# [Goal]
Return each line of the entries below that contains the word "floor", and treat uppercase and lowercase letters as distinct.

# [Records provided]
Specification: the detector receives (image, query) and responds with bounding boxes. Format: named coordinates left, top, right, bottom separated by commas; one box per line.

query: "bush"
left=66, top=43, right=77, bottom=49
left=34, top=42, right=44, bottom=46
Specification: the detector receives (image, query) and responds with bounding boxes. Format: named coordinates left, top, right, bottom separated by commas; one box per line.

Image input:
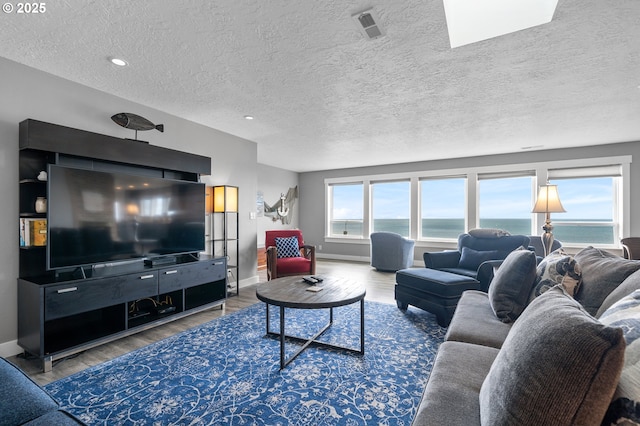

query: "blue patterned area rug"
left=45, top=302, right=446, bottom=425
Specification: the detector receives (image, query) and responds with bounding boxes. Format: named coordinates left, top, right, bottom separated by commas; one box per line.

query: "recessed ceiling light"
left=109, top=58, right=128, bottom=67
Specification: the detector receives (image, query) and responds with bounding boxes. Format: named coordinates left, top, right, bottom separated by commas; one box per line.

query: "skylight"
left=443, top=0, right=558, bottom=48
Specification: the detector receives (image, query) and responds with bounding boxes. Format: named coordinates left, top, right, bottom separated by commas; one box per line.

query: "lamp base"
left=541, top=220, right=553, bottom=257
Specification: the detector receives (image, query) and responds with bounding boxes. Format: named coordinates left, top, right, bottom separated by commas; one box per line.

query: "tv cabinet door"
left=158, top=259, right=226, bottom=294
left=44, top=271, right=158, bottom=321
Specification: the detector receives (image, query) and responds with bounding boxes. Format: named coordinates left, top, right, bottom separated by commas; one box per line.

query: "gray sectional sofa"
left=413, top=247, right=640, bottom=426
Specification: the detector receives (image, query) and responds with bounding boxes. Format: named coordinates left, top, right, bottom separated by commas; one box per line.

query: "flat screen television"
left=47, top=165, right=205, bottom=270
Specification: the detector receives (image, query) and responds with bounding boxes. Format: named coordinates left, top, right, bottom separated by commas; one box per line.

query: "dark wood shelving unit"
left=18, top=119, right=227, bottom=371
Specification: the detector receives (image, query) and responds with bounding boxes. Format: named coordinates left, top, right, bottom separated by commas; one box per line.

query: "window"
left=324, top=155, right=631, bottom=249
left=419, top=177, right=467, bottom=238
left=371, top=181, right=411, bottom=237
left=549, top=166, right=621, bottom=244
left=478, top=175, right=533, bottom=235
left=329, top=183, right=364, bottom=237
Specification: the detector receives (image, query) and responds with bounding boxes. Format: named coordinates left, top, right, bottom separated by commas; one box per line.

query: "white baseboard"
left=316, top=252, right=371, bottom=263
left=316, top=252, right=424, bottom=268
left=0, top=340, right=23, bottom=358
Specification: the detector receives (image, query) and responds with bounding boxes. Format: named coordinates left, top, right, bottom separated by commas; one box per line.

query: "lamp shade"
left=213, top=185, right=238, bottom=213
left=532, top=184, right=566, bottom=213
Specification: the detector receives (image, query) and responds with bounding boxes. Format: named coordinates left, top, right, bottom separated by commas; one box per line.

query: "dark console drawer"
left=159, top=259, right=226, bottom=294
left=44, top=271, right=158, bottom=321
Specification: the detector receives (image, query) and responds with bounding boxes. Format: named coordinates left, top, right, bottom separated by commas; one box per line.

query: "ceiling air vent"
left=351, top=9, right=384, bottom=40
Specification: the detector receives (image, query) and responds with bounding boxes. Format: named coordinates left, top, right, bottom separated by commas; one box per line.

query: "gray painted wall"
left=300, top=142, right=640, bottom=261
left=0, top=58, right=257, bottom=356
left=256, top=164, right=300, bottom=248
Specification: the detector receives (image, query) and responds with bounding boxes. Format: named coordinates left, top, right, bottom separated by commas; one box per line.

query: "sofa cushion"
left=0, top=358, right=58, bottom=425
left=276, top=236, right=300, bottom=258
left=488, top=250, right=537, bottom=322
left=458, top=247, right=500, bottom=271
left=596, top=270, right=640, bottom=318
left=24, top=410, right=84, bottom=426
left=575, top=247, right=640, bottom=315
left=469, top=228, right=511, bottom=238
left=412, top=342, right=498, bottom=426
left=600, top=290, right=640, bottom=425
left=530, top=248, right=582, bottom=299
left=445, top=290, right=511, bottom=349
left=480, top=286, right=625, bottom=425
left=396, top=268, right=480, bottom=298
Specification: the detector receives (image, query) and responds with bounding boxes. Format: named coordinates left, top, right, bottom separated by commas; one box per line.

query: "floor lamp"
left=532, top=182, right=566, bottom=256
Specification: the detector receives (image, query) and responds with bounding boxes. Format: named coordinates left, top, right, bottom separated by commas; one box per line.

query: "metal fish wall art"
left=111, top=112, right=164, bottom=140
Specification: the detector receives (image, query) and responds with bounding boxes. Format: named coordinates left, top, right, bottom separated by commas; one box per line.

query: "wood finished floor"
left=9, top=260, right=395, bottom=385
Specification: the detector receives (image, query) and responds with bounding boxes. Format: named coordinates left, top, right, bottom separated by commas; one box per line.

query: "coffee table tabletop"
left=256, top=276, right=366, bottom=309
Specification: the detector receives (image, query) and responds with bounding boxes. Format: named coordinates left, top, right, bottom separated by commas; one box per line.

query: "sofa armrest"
left=476, top=260, right=504, bottom=292
left=422, top=250, right=460, bottom=269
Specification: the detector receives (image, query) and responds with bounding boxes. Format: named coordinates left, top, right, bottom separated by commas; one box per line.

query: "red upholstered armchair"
left=265, top=229, right=316, bottom=280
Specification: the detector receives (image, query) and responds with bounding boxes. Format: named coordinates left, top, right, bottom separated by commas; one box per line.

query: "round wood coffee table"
left=256, top=276, right=366, bottom=369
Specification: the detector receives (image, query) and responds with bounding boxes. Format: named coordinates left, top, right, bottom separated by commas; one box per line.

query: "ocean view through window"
left=371, top=181, right=411, bottom=237
left=329, top=183, right=364, bottom=237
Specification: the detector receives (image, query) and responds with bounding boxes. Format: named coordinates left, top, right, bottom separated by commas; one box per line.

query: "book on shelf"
left=20, top=218, right=47, bottom=247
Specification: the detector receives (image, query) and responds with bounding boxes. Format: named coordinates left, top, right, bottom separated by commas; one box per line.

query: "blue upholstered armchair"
left=370, top=232, right=415, bottom=272
left=423, top=233, right=529, bottom=291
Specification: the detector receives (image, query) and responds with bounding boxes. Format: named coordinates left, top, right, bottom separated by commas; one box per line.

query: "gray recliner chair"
left=370, top=232, right=415, bottom=272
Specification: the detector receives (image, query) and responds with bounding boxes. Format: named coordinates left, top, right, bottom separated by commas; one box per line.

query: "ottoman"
left=395, top=268, right=480, bottom=327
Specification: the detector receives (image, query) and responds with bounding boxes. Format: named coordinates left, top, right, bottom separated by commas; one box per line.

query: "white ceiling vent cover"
left=351, top=9, right=384, bottom=40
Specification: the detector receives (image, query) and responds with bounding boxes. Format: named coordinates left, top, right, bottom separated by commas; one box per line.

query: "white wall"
left=256, top=164, right=304, bottom=248
left=299, top=142, right=640, bottom=262
left=0, top=58, right=257, bottom=356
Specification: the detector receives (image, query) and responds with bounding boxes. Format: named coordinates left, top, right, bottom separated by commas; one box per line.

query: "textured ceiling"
left=0, top=0, right=640, bottom=171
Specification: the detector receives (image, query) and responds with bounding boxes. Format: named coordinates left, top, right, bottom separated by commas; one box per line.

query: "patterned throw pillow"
left=530, top=248, right=582, bottom=300
left=600, top=290, right=640, bottom=426
left=276, top=236, right=300, bottom=258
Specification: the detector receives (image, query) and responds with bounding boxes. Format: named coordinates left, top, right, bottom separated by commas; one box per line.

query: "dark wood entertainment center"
left=18, top=119, right=227, bottom=371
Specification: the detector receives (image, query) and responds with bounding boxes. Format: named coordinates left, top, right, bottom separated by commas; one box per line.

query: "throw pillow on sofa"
left=600, top=290, right=640, bottom=425
left=480, top=286, right=625, bottom=426
left=275, top=236, right=301, bottom=258
left=487, top=250, right=537, bottom=323
left=531, top=248, right=582, bottom=300
left=575, top=247, right=640, bottom=315
left=458, top=247, right=500, bottom=271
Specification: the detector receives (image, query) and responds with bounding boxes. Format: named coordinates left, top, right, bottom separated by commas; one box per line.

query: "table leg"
left=280, top=306, right=286, bottom=370
left=265, top=303, right=269, bottom=334
left=360, top=298, right=364, bottom=354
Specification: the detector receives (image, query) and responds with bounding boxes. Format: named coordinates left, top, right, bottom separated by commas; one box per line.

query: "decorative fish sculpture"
left=111, top=112, right=164, bottom=134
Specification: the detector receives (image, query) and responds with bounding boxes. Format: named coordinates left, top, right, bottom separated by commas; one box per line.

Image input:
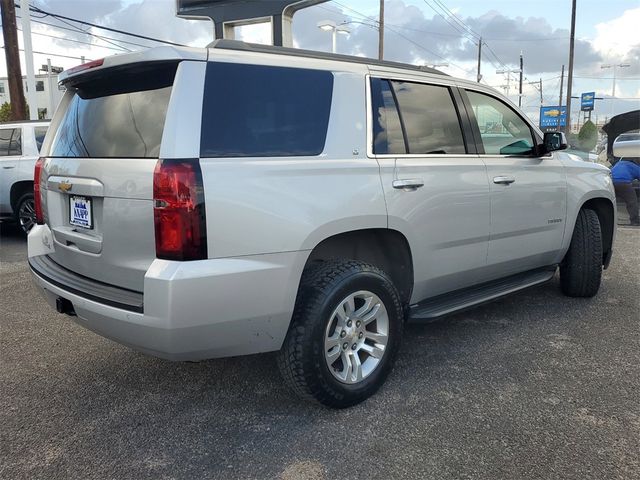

# [Solution to this problem]
query: "floor lamp"
query: "wood finished floor"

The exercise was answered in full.